> **TASK DIRECTIONS**:
Please copy out the listing below with each "photo" changed to "image" and every other word left as it is. Omit the pictures from your copy.

(Some records)
□ □ □ □ □
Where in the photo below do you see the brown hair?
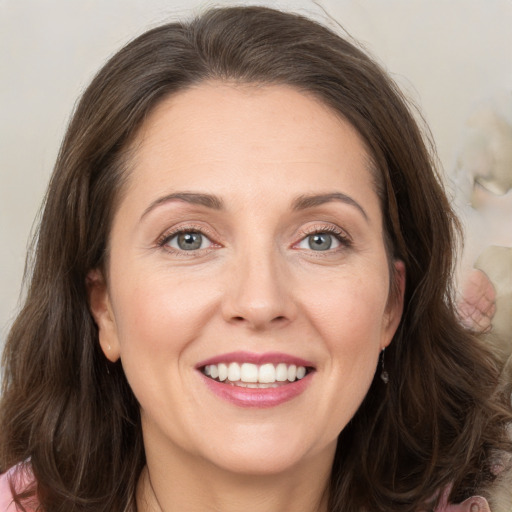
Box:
[0,7,512,512]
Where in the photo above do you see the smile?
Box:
[201,362,309,389]
[196,352,316,408]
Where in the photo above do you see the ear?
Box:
[380,260,406,350]
[86,269,121,363]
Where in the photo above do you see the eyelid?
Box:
[293,224,353,249]
[155,223,220,256]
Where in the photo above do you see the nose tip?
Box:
[229,308,288,330]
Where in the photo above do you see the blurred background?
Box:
[0,0,512,349]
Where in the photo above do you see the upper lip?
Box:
[196,351,314,369]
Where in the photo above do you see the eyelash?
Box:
[156,225,352,257]
[156,225,220,257]
[293,225,353,251]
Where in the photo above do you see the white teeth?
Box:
[240,363,258,382]
[219,363,228,382]
[228,363,240,382]
[258,363,276,384]
[276,363,288,382]
[203,363,307,388]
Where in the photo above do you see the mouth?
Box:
[199,361,313,389]
[196,352,316,408]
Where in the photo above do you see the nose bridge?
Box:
[224,231,294,329]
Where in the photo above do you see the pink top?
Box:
[0,466,491,512]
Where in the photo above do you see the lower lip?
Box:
[201,372,313,408]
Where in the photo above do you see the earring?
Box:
[380,348,389,384]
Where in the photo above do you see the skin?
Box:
[89,83,405,512]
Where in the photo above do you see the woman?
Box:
[0,7,511,512]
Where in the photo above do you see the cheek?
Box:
[110,272,220,363]
[303,272,388,346]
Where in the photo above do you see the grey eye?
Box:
[168,231,208,251]
[307,233,333,251]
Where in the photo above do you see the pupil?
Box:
[178,233,203,251]
[309,233,332,251]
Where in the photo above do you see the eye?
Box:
[297,233,341,251]
[162,231,212,251]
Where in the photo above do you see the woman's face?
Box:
[91,83,403,474]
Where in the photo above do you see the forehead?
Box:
[124,82,375,208]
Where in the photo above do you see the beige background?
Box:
[0,0,512,347]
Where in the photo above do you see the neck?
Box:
[137,436,332,512]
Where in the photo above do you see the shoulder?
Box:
[0,464,37,512]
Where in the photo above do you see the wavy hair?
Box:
[0,7,512,512]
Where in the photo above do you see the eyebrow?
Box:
[140,192,224,220]
[292,192,368,220]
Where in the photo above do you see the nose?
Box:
[222,245,297,331]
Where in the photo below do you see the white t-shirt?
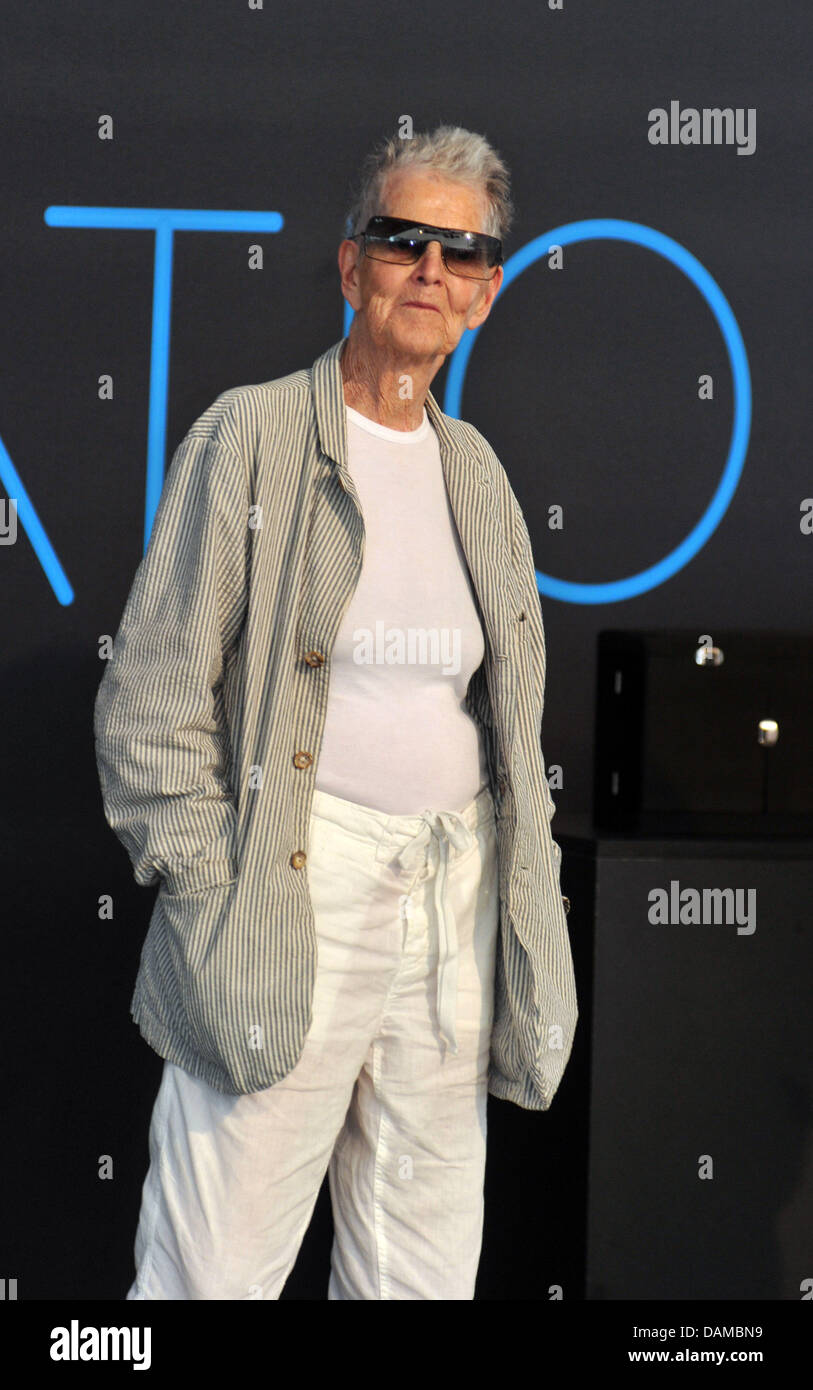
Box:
[314,406,488,816]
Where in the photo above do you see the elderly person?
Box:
[95,126,577,1300]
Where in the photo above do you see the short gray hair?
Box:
[343,125,514,240]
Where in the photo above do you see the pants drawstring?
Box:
[395,810,474,1054]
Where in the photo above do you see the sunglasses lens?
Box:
[366,224,496,279]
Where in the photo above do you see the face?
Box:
[339,172,503,361]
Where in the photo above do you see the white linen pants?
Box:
[126,788,499,1300]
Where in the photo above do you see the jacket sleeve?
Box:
[93,398,250,892]
[510,491,561,867]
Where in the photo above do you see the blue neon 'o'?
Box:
[443,217,750,603]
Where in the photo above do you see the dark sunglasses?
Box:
[350,217,503,279]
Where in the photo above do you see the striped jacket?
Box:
[93,339,577,1111]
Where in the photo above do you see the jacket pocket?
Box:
[157,878,238,978]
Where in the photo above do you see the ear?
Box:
[338,238,361,313]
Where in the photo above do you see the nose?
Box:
[416,242,443,279]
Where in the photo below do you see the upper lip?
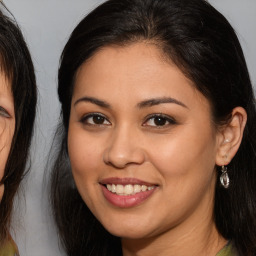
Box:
[99,177,156,186]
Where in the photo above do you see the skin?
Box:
[68,43,244,256]
[0,72,15,200]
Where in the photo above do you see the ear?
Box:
[215,107,247,166]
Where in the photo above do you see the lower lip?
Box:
[101,185,156,208]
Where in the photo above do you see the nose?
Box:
[103,127,145,169]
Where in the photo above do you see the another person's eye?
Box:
[0,106,11,118]
[143,114,176,128]
[81,113,111,125]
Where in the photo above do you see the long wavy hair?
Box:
[0,3,37,246]
[51,0,256,256]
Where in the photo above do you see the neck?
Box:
[122,223,224,256]
[122,190,227,256]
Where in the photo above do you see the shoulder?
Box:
[0,239,19,256]
[216,242,239,256]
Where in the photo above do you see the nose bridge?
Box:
[103,124,145,168]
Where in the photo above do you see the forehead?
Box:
[73,43,208,111]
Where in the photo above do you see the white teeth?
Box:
[107,184,155,196]
[116,184,124,195]
[133,185,141,193]
[112,184,116,193]
[141,185,148,191]
[124,185,133,195]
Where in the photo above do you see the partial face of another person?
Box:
[68,43,222,239]
[0,71,15,200]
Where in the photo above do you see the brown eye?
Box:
[154,116,167,126]
[81,114,110,125]
[143,114,176,128]
[92,116,105,124]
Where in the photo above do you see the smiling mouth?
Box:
[105,184,156,196]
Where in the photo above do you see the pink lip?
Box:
[100,178,157,208]
[100,177,155,187]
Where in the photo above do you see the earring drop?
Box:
[220,165,229,188]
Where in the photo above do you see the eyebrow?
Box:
[74,97,110,108]
[137,97,188,108]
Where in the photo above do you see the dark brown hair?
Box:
[51,0,256,256]
[0,3,37,246]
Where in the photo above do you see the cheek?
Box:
[147,125,216,187]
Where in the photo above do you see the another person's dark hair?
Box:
[0,3,37,246]
[51,0,256,256]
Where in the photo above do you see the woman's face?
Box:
[0,71,15,200]
[68,43,222,238]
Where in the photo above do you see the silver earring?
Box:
[220,165,229,188]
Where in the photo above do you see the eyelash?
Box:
[80,113,111,126]
[143,114,177,129]
[0,106,11,118]
[80,113,177,129]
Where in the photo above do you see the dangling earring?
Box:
[220,165,229,188]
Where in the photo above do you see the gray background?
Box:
[4,0,256,256]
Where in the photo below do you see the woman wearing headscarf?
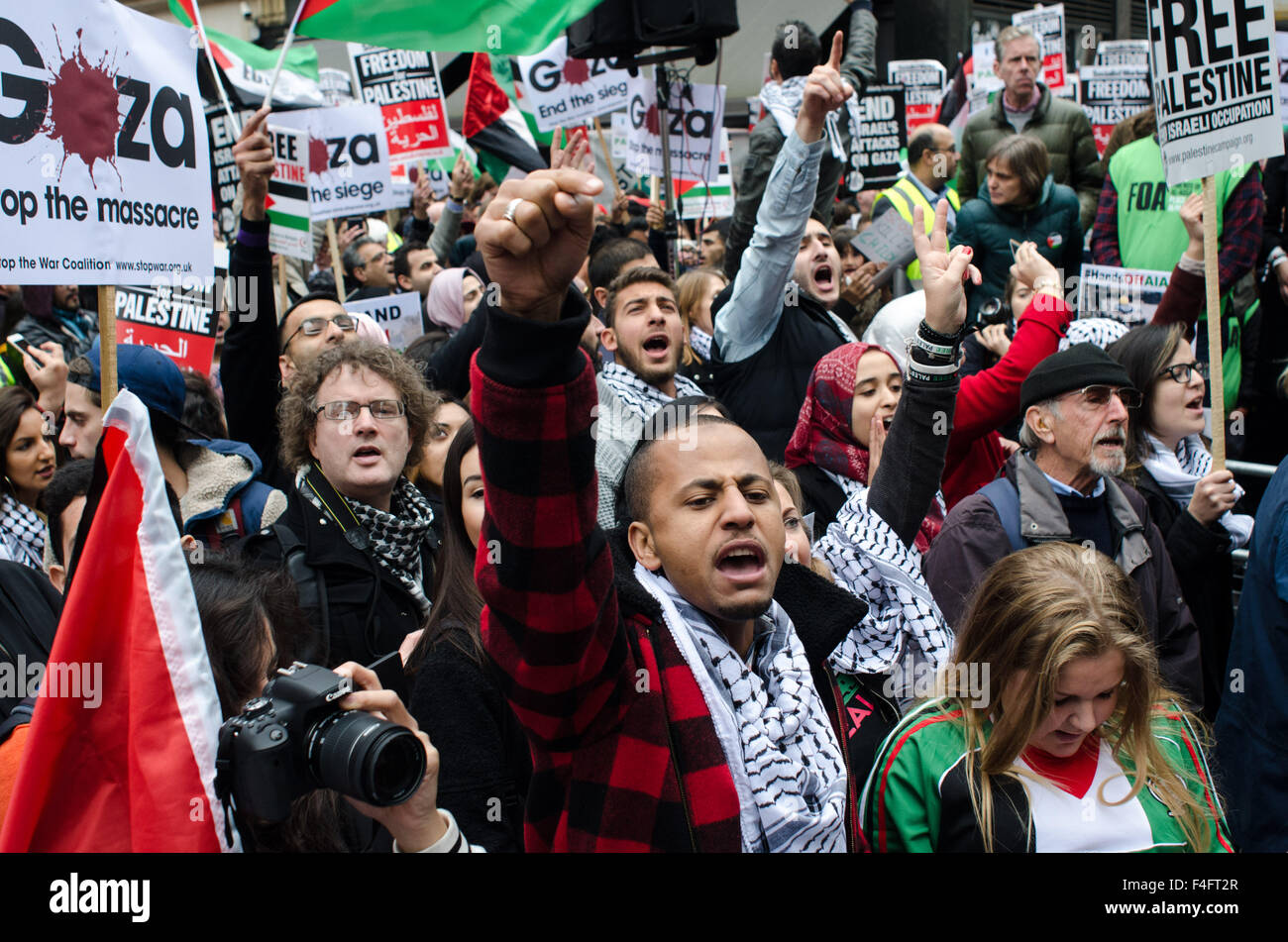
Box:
[425,267,483,333]
[786,344,945,552]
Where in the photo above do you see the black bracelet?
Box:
[917,318,966,346]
□ □ □ □ □
> **SOLUTION**:
Where in the image below do you see the brown hair?
Box:
[0,7,512,512]
Where in the image above do you see the smile?
Box:
[201,362,309,389]
[196,352,316,408]
Where in the image above do you see the ear?
Box:
[380,260,406,350]
[86,269,121,363]
Where in the image above do you see the eyelid?
Box:
[293,224,353,249]
[155,223,220,256]
Where in the image above do you see the nose tip?
Box:
[229,308,288,330]
Where in the image above do you see the blurred background?
Box:
[0,0,512,349]
Where in the image above do you see the upper lip?
Box:
[196,351,314,369]
Where in the image above do you see the eyelash?
Box:
[156,225,352,257]
[156,225,220,257]
[293,225,353,251]
Where in the image above do you see the white teeth?
Box:
[240,363,258,382]
[219,363,228,382]
[228,363,240,382]
[258,363,276,384]
[276,363,288,382]
[203,363,307,388]
Where in the image above do you see the mouth?
Box:
[199,361,313,389]
[196,352,316,408]
Where in the image above do you see the nose bridge?
Box:
[224,231,294,329]
Where in the image above do you see the pink top?
Box:
[0,466,491,512]
Where in the image above do you see the lower lip?
Box:
[201,372,313,408]
Where in the image above do you see the earring?
Box:
[380,348,389,384]
Where in the image above do you see the skin?
Box:
[89,83,405,512]
Where in the image above do you see the woman?
Box:
[0,7,511,512]
Where in the image above do you see the cheek?
Box:
[110,272,220,363]
[303,272,388,346]
Where in the image above do you see the grey eye?
Box:
[168,231,208,251]
[307,233,333,251]
Where in the image above do you see the pupil?
Box:
[178,233,203,251]
[309,233,332,251]
Where in the image above do you see the eye?
Box:
[297,233,341,251]
[162,231,212,251]
Where in the image above do you see the woman's face?
Box:
[91,83,403,474]
Where in the image above do you see the forehead?
Box:
[124,82,375,208]
Where in the image above do you see the beige background?
Box:
[0,0,512,347]
Where in the image above do you see the neck?
Box:
[137,436,332,512]
Where in the image above do you see the shoulder?
Box:
[0,464,37,512]
Where in the image above do you see the wavy hair?
Box:
[0,7,512,512]
Where in the image above do you see the eyebrow?
Box:
[140,192,224,220]
[292,192,368,220]
Where in the image above do you see the nose?
Box:
[222,245,297,331]
Where in the image below do you see the white t-shirt?
Box:
[314,406,488,816]
Where in the image above do you see the elderly person?
Box:
[95,126,577,1300]
Where in the image above do you see the short gray hair?
Box:
[343,125,514,240]
Where in the image above do you see the pants drawstring?
Box:
[395,810,474,1054]
Where in the image above do you see the sunglasses lens?
Box:
[366,224,496,279]
Where in the image above do you see the face?
Box:
[339,172,503,361]
Where in the image above do you see the white linen pants?
Box:
[126,788,499,1300]
Where in the image above do you see the jacket sleeve?
Box:
[93,398,250,892]
[510,491,561,867]
Where in the image above do you see the blue neon 'o'?
Box:
[443,217,750,603]
Where in the image above do you see the dark sunglasses?
Box:
[350,217,503,279]
Where in the image above do you see the striped jacket?
Box:
[93,339,577,1111]
Where in the image above do you see the jacket pocket?
Box:
[157,878,238,978]
Where in the image above do you see the ear?
Box:
[338,238,361,313]
Where in the image above do you see the nose?
Box:
[416,242,443,279]
Where in the image below do you see the upper lip?
Box:
[99,177,156,186]
Where in the image above do you see the skin?
Box:
[68,43,244,256]
[0,72,15,200]
Where in the image above do you see the ear?
Box:
[215,107,247,166]
Where in the image above do you see the lower lip?
Box:
[101,185,156,208]
Where in the image above do you see the nose?
Box:
[103,127,145,169]
Where in the image above do you see the another person's eye?
Box:
[0,106,11,118]
[143,114,176,128]
[81,113,111,125]
Where in the image above do you see the long wavy hair?
Box:
[0,3,37,246]
[51,0,256,256]
Where in the image above do you see the neck?
Box:
[122,223,224,256]
[122,190,227,256]
Where in the image above do you see the shoulder?
Box:
[0,239,19,256]
[216,242,239,256]
Where in the image above do you see the nose bridge?
Box:
[103,124,145,168]
Where in the image above do you see the forehead?
Box:
[73,43,208,111]
Where in the image above do you see the white teeth?
Box:
[107,184,155,196]
[116,184,124,195]
[133,185,141,193]
[112,184,116,193]
[141,185,148,191]
[124,185,133,195]
Where in the image above do you see the partial face of another person?
Box:
[68,43,222,239]
[0,71,15,200]
Where in the image above do you see the brown eye?
Box:
[154,116,167,126]
[81,114,110,125]
[143,114,176,128]
[92,116,105,124]
Where in the image above do you see the smiling mouth?
Box:
[105,184,156,196]
Where in the image above do you see the pink lip?
Box:
[100,178,157,208]
[100,177,155,187]
Where in the image above do you see the earring drop?
Box:
[220,165,229,188]
Where in the image above do you see the eyebrow?
Box:
[74,97,110,108]
[137,97,188,108]
Where in the image above do you see the dark brown hair?
Box:
[51,0,256,256]
[0,3,37,246]
Where in the image above do you see the cheek?
Box:
[147,125,216,187]
Where in the image above do you see the another person's dark hair?
Box:
[0,3,37,246]
[51,0,256,256]
Where in the image above do you see the woman's face?
Box:
[0,71,15,200]
[68,43,222,238]
Where in the image above do you see the silver earring?
Box:
[220,165,229,188]
Where in the image above do you see the eyelash?
Box:
[80,113,111,126]
[143,114,177,129]
[0,106,11,118]
[80,113,177,129]
Where in the image above do you see the dangling earring?
Box:
[220,165,229,188]
Where in the image above do you see the gray background?
Box:
[4,0,256,256]
Where in the image below do you see the woman wearing headscarf?
Box:
[425,267,483,333]
[786,344,945,552]
Where in the image above do you see the black bracelet?
Box:
[917,318,966,346]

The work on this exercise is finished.